Stored data:

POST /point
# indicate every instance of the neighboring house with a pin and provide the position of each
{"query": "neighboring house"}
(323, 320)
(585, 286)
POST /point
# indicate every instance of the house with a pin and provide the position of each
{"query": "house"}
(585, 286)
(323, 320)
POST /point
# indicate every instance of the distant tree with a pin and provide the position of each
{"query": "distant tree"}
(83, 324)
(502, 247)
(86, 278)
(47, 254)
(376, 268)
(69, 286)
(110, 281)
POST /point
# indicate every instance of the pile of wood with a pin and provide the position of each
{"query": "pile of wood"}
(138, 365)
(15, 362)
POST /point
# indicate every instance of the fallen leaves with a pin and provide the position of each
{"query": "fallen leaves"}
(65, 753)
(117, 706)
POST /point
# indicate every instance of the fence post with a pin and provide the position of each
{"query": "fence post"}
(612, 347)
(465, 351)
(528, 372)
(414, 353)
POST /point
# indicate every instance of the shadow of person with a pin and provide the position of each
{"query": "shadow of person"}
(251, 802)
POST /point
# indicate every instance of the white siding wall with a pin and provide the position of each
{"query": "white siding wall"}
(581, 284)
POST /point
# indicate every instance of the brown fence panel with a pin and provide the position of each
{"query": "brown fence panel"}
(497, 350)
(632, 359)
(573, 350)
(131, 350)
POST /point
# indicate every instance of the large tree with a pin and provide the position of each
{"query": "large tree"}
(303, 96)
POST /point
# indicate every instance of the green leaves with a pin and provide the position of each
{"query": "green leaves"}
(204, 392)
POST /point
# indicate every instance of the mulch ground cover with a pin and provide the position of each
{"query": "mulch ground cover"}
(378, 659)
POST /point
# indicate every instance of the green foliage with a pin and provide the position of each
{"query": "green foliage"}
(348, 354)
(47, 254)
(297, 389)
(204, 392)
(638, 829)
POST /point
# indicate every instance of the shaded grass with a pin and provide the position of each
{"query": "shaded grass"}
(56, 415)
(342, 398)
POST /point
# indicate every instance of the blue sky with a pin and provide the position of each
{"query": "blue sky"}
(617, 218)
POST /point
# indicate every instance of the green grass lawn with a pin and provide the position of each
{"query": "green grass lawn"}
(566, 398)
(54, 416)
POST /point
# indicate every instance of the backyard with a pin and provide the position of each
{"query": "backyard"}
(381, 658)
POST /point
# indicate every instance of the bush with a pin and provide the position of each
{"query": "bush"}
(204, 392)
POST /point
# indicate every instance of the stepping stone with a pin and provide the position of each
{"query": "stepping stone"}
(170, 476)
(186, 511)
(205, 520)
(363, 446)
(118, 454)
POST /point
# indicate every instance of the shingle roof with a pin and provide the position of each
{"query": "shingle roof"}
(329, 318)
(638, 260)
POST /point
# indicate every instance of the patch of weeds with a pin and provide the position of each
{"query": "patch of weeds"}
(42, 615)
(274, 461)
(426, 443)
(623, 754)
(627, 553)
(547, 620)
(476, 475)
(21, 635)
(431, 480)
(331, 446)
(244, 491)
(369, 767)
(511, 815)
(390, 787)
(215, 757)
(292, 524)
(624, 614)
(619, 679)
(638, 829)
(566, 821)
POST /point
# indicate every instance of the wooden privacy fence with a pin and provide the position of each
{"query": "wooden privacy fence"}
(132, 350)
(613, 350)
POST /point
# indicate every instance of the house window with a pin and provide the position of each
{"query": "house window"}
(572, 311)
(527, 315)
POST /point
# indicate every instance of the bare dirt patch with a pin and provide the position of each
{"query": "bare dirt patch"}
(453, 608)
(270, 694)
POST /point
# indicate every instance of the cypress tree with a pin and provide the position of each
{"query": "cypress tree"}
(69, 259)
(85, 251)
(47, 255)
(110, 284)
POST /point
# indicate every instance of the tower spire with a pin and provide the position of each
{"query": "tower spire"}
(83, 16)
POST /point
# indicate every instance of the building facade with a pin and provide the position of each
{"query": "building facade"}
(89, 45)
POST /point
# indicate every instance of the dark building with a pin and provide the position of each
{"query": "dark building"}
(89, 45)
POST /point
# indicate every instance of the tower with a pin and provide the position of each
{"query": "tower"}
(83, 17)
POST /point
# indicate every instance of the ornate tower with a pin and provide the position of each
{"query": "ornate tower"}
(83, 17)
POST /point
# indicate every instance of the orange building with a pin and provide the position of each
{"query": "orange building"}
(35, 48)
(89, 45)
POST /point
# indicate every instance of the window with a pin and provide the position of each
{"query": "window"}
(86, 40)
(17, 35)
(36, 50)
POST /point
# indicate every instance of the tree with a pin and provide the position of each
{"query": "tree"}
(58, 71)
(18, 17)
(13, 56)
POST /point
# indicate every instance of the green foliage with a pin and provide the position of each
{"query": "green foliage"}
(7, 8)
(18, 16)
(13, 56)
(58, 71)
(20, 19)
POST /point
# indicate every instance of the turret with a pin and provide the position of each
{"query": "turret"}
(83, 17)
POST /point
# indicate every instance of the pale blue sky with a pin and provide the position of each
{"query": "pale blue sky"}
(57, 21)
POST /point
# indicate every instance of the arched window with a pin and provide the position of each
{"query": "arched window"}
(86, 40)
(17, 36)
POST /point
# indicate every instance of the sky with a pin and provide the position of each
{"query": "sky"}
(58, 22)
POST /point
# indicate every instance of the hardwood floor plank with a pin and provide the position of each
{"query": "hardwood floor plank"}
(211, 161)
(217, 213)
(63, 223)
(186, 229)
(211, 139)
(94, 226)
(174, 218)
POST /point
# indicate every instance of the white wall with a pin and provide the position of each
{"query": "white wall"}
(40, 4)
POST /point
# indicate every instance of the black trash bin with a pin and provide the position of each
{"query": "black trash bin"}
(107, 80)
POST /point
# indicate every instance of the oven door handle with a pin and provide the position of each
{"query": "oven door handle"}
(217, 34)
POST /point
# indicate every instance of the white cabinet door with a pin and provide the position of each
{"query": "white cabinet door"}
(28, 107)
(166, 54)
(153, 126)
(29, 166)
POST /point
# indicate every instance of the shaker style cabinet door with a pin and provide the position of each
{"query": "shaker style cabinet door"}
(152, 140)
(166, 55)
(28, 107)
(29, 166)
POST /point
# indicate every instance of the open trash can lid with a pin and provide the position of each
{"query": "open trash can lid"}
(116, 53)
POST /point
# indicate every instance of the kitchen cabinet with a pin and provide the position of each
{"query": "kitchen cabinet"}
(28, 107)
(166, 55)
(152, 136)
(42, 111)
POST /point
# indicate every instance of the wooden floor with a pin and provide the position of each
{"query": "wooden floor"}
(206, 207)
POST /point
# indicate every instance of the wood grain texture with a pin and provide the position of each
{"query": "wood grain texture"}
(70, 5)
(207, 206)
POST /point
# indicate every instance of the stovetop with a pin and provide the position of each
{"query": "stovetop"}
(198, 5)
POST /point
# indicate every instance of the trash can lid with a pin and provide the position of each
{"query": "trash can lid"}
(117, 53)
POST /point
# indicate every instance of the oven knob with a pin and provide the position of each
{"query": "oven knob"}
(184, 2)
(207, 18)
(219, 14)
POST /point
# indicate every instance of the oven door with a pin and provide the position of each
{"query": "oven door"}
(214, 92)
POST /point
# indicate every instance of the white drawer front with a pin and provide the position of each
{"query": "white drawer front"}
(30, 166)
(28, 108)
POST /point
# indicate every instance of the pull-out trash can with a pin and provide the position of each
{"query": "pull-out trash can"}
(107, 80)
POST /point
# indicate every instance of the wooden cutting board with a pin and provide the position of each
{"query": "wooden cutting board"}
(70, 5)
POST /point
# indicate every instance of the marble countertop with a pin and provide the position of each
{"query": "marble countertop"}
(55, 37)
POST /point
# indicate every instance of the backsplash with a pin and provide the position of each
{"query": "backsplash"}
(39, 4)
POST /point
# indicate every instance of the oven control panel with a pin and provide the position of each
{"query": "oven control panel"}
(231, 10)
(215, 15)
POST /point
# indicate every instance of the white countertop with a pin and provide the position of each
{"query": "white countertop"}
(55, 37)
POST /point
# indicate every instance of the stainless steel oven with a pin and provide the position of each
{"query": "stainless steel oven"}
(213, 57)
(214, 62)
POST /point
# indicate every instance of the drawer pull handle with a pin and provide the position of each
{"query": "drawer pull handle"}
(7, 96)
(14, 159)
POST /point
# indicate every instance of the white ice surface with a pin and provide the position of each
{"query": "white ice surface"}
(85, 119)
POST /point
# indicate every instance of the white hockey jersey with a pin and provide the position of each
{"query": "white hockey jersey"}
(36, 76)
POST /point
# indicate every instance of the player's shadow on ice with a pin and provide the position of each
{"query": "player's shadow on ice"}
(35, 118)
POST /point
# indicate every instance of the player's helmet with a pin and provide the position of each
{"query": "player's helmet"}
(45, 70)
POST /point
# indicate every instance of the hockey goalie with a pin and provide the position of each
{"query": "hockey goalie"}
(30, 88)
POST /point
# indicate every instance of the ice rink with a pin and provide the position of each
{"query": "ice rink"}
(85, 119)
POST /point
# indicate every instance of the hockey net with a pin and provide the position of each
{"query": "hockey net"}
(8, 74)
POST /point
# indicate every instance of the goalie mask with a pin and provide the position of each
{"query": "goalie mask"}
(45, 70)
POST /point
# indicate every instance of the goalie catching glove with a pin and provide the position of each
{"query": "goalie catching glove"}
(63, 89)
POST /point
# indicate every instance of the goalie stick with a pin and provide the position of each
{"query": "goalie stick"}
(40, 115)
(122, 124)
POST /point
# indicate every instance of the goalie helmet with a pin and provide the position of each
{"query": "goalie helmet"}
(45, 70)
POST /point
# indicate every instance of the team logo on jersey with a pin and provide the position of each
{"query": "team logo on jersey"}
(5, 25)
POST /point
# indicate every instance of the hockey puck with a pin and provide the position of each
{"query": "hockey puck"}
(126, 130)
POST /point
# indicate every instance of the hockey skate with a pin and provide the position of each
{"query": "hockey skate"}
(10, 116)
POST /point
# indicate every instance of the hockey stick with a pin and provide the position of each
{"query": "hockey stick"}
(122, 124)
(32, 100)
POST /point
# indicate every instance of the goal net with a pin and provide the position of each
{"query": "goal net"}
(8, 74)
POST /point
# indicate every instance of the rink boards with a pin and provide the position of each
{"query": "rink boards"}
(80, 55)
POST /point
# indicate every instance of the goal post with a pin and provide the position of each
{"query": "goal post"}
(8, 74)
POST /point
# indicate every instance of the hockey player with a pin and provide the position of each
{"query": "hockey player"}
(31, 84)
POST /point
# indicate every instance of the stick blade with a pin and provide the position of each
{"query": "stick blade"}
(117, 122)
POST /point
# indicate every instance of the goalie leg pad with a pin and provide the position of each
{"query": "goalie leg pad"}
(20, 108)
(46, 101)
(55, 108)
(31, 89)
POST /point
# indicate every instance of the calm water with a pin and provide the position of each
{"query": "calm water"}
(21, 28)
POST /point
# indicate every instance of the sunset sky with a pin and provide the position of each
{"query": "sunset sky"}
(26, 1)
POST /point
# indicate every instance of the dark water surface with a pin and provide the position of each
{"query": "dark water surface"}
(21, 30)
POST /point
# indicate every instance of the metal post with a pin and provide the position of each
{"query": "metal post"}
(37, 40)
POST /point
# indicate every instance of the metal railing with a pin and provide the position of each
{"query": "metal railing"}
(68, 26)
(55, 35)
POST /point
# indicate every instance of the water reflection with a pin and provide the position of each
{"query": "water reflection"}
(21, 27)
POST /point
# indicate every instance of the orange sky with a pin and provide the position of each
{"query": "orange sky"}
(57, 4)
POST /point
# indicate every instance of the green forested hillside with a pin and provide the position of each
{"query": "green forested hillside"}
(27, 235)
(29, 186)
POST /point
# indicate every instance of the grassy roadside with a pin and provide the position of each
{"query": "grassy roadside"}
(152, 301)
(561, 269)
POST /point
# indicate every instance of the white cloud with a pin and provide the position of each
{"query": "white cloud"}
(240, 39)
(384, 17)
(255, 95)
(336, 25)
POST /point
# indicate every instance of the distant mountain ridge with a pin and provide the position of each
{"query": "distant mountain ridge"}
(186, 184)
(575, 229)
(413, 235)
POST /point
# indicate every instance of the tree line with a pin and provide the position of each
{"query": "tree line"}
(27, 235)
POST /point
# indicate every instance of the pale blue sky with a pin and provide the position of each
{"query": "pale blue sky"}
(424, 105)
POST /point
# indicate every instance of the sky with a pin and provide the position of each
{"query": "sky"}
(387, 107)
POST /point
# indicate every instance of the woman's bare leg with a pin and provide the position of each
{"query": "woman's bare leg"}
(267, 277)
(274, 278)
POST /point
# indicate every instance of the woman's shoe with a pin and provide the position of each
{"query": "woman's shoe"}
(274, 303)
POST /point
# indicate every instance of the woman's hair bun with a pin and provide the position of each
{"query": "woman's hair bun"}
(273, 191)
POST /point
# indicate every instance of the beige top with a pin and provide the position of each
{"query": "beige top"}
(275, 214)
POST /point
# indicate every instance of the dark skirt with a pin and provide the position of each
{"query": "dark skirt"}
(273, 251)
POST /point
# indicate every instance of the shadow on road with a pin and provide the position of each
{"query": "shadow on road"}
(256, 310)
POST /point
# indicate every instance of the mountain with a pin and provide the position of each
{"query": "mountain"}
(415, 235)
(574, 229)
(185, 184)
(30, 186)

To do:
Can you gather every line in the listing above that contains the string "water"? Count a line only if its letters match that string's case.

Written answer:
# indicate every instance of the calm water with a pin and provide the position of each
{"query": "calm water"}
# indicate every instance of the dark water surface with a pin and provide the position of each
{"query": "dark water surface"}
# indicate every instance of the water reflection with a pin and provide the position of each
{"query": "water reflection"}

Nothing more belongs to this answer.